◆ Exercise input
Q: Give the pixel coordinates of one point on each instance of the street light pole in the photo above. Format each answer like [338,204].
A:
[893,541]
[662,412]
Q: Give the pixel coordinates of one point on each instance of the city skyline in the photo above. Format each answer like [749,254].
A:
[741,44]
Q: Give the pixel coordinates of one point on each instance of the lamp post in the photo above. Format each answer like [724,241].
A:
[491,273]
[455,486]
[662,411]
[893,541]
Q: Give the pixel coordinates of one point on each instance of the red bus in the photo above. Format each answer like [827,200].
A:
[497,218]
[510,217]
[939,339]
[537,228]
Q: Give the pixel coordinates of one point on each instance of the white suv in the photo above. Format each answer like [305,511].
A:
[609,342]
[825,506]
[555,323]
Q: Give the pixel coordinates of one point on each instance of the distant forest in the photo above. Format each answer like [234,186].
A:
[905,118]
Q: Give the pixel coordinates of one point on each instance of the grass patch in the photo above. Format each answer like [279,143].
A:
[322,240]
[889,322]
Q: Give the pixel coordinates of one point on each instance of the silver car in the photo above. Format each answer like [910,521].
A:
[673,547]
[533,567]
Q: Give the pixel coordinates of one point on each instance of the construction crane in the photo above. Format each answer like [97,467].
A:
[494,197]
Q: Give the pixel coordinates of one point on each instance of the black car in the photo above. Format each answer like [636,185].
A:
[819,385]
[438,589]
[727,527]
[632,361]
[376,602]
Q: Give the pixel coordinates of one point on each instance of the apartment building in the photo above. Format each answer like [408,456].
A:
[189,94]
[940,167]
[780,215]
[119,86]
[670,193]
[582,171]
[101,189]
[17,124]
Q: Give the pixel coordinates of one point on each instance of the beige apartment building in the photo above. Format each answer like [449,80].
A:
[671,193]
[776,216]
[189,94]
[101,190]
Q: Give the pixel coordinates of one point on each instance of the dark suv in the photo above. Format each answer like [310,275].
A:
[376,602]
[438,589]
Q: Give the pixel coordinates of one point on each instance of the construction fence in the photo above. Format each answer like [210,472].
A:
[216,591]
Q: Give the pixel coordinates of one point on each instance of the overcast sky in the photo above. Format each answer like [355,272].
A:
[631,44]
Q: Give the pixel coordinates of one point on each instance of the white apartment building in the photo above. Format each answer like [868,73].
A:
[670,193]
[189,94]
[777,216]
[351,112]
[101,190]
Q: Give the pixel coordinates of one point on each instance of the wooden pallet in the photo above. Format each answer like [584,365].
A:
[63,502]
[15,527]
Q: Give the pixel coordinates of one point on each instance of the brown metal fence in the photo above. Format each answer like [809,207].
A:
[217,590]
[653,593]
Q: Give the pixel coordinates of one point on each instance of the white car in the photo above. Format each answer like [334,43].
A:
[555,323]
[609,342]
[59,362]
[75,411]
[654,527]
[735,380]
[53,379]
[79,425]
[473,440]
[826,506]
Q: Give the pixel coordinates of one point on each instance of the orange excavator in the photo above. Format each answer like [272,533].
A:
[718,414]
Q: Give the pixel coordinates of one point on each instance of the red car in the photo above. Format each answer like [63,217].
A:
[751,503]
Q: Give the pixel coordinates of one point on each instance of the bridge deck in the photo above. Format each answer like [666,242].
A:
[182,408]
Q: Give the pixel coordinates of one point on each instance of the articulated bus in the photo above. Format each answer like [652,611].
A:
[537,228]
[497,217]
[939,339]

◆ What the exercise asks
Please copy every one of the records above word for word, changing nothing.

◆ Finished task
Q: Give the pixel coordinates of one point on each instance of the street light pole in the photo above. Format each answer like [338,204].
A:
[893,541]
[662,412]
Q: Give the pixel coordinates of one point on each instance of the city skyline in the photo above. Format each answer like [749,254].
A:
[741,44]
Q: Give the pixel coordinates of one point on each instance of the lamp post in the photo above. Format each answer like [724,241].
A:
[491,273]
[455,486]
[662,411]
[893,541]
Q: Give the pixel coordinates of one point on each instance of the red bus in the photo above. Format each answer like [827,200].
A:
[497,218]
[510,217]
[939,339]
[537,228]
Q: Give the pixel coordinates of one point on each instance of the white suv in the photo above. Format each answer like [305,511].
A:
[609,342]
[825,506]
[555,323]
Q: Give the pixel coordinates of one point on each instance of the distant forest in the photo above. Format each answer like [234,186].
A:
[905,118]
Q: Give the pixel coordinates of one point on each instance of the grass patch in the photo above. Format each answer like [279,143].
A:
[322,240]
[889,322]
Q: Give the pixel coordinates of one point on each instance of the silver car in the photo above. Format each answer like [910,521].
A:
[673,547]
[533,567]
Q: Give the pixel coordinates of one point on each instance of the construction crane in the photo above. Format each answer like [97,467].
A:
[494,197]
Q: Give the pixel coordinates of one point on each instance of the black car in the photo above. Format each answer like [636,185].
A:
[819,385]
[438,589]
[727,527]
[632,361]
[376,602]
Q: Give the pixel coordinates of one point on each instance of the apartment building in the photo above. Format each answer like [408,456].
A:
[189,94]
[940,167]
[780,215]
[119,86]
[670,193]
[582,171]
[101,189]
[17,124]
Q: Give the pixel coordinates of one point on each instance of the beige apartment building in the photo above. Format each answer like [449,80].
A:
[671,193]
[776,216]
[189,94]
[101,190]
Q: Give the pixel coordinates of one point on each instance of the dark suv in the photo above. Format each answer like [310,275].
A:
[376,602]
[438,589]
Q: Give the pixel coordinates of one point on each instance of the construction fence in the photo above. Format each answer like [210,472].
A:
[216,591]
Q: Give the pixel coordinates of one point on each instance of the overcast sky in the photo above. Format each answer like [355,272].
A:
[631,44]
Q: Give the pixel coordinates of one point on each instance of the white apartment building in the photo above. Format each answer like [868,73].
A:
[670,193]
[189,94]
[777,216]
[351,112]
[101,190]
Q: Give the pixel coordinates of one point on each instance of the wooden pallet in the photo above. Format each answer like [584,365].
A:
[63,502]
[15,527]
Q: Give the pixel coordinates of one point on each instance of the brown metal fence in the photo above. Format each answer like [809,207].
A:
[217,590]
[653,593]
Q: Give the pixel coordinates of one point on each instance of the white car in the photo above. Format each answer like [334,43].
A:
[555,323]
[609,342]
[59,362]
[75,411]
[654,527]
[735,380]
[53,379]
[79,425]
[473,440]
[826,506]
Q: Give the pixel coordinates of one point on each instance of the orange excavator in the photo above. Format each answer like [272,533].
A:
[718,414]
Q: Give the pixel coordinates of one point on each instance of the red car in the photo above. Format each answer like [63,217].
A:
[751,503]
Q: Give the pixel coordinates of one point on each instance of the bridge deck in the photo above. Format each answer like [666,242].
A:
[182,408]
Q: Give the pixel coordinates of one point on each instance of the articulated bus in the photo above. Format each answer like [652,611].
A:
[537,228]
[497,217]
[939,339]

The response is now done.